* SHORT TASK *
Starting with the line that contains "# target: baby's cheek" and ending with the line that contains "M 219 220 L", rename "baby's" to "infant's" and write out those lines with nothing else changed.

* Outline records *
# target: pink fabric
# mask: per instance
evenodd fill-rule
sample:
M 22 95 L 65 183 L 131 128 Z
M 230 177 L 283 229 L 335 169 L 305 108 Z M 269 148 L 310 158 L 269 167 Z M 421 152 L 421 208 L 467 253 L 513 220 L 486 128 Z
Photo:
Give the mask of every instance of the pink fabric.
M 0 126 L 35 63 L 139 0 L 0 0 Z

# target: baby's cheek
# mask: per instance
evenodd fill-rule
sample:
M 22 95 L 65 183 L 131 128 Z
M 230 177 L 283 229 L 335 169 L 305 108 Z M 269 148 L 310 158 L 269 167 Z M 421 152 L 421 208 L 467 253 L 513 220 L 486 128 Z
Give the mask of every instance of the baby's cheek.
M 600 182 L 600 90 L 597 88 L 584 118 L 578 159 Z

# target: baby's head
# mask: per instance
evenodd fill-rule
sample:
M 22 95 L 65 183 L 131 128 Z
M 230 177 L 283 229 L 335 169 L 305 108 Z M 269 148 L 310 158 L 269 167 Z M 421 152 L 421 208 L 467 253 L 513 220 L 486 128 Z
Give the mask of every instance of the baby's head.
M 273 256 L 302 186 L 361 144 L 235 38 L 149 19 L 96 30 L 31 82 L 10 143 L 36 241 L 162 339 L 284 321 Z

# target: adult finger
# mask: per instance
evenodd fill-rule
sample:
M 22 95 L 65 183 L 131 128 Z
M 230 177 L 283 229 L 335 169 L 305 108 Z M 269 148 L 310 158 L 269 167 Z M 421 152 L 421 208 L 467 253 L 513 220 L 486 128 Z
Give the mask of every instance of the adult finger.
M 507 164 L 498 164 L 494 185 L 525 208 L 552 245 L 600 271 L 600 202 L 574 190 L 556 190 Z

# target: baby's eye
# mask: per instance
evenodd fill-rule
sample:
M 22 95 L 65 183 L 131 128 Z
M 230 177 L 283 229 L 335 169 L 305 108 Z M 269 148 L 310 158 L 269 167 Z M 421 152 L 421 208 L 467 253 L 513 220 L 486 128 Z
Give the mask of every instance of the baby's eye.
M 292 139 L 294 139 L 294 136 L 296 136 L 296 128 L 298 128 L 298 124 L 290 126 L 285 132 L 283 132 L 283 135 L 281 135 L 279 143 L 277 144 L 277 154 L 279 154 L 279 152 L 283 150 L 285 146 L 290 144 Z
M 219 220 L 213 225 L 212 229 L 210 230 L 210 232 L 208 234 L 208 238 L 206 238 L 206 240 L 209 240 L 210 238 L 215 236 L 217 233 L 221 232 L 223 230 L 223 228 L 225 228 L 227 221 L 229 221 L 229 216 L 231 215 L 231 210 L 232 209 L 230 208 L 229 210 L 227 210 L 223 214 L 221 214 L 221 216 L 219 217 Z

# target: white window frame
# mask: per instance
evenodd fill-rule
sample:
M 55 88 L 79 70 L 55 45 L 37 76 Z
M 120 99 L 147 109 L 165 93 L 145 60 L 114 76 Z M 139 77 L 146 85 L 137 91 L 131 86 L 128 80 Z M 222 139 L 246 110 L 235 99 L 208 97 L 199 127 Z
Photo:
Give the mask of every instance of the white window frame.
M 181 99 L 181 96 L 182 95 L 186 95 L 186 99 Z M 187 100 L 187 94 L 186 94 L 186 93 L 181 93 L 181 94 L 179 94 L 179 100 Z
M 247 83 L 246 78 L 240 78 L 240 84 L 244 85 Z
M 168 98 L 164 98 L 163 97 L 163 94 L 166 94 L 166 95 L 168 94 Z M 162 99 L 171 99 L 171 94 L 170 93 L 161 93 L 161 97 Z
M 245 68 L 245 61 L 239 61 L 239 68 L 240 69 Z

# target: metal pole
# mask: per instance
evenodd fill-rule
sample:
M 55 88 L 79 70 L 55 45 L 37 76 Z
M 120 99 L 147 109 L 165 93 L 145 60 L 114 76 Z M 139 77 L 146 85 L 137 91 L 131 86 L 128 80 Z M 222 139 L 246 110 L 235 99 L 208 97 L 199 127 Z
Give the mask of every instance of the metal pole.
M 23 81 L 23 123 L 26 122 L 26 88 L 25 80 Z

* THE OUTPUT *
# target: infant's cheek
# mask: per instance
evenodd fill-rule
sample:
M 22 95 L 65 183 L 131 128 Z
M 230 177 L 283 229 L 335 169 L 305 108 Z M 269 148 L 310 158 L 269 167 Z M 421 152 L 421 208 L 467 253 L 513 220 L 486 128 Z
Give the mask of every instance of the infant's cheek.
M 600 182 L 600 90 L 597 88 L 584 118 L 578 159 Z

# target: infant's head
# mask: per instance
evenodd fill-rule
sample:
M 22 95 L 65 183 L 131 128 Z
M 230 177 L 283 229 L 335 169 L 305 108 Z M 269 148 L 310 158 L 269 167 Z M 421 152 L 421 208 L 467 253 L 513 220 L 486 128 Z
Give the mask of every instance of the infant's head.
M 273 256 L 302 186 L 361 144 L 235 38 L 149 19 L 96 30 L 31 82 L 10 143 L 36 241 L 162 339 L 284 321 Z

# target: adult finger
# mask: per instance
evenodd fill-rule
sample:
M 22 95 L 65 183 L 131 128 Z
M 230 177 L 283 229 L 335 169 L 305 108 Z M 269 148 L 310 158 L 269 167 Z M 421 152 L 421 208 L 467 253 L 513 220 L 486 128 Z
Give the mask of every instance of the adult finger.
M 507 164 L 498 164 L 494 185 L 525 208 L 552 245 L 600 271 L 600 202 L 574 190 L 556 190 Z

# target: infant's eye
# mask: per instance
evenodd fill-rule
sample:
M 22 95 L 65 183 L 131 128 Z
M 230 177 L 283 229 L 335 169 L 305 108 Z M 269 148 L 310 158 L 269 167 Z M 421 152 L 421 208 L 467 253 L 513 220 L 486 128 Z
Give the mask of every instance of the infant's eye.
M 292 139 L 294 139 L 294 136 L 296 136 L 296 128 L 298 128 L 298 124 L 290 126 L 285 132 L 283 132 L 283 135 L 281 135 L 279 143 L 277 144 L 277 154 L 279 154 L 279 152 L 283 150 L 285 146 L 290 144 Z
M 219 220 L 213 225 L 212 229 L 210 230 L 210 232 L 208 234 L 208 238 L 206 238 L 206 240 L 209 240 L 210 238 L 215 236 L 217 233 L 221 232 L 223 230 L 223 228 L 225 228 L 227 221 L 229 221 L 229 216 L 231 215 L 231 210 L 232 209 L 230 208 L 229 210 L 227 210 L 223 214 L 221 214 L 221 216 L 219 217 Z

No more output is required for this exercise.